* **What you will do**:
Turn every line of the data below into a JSON list of strings, one string per line, and leave out any blank lines.

[Coordinate labeling data]
----------------

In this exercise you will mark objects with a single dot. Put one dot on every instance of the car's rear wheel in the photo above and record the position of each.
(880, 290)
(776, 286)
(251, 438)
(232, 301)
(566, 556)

----------------

* **Solution to the exercise**:
[
  "In this exercise you will mark objects with a single dot. Put one dot on every instance of the car's rear wheel in the photo above and record the position of each.",
  "(880, 290)",
  "(776, 286)",
  "(251, 438)",
  "(232, 301)",
  "(566, 556)"
]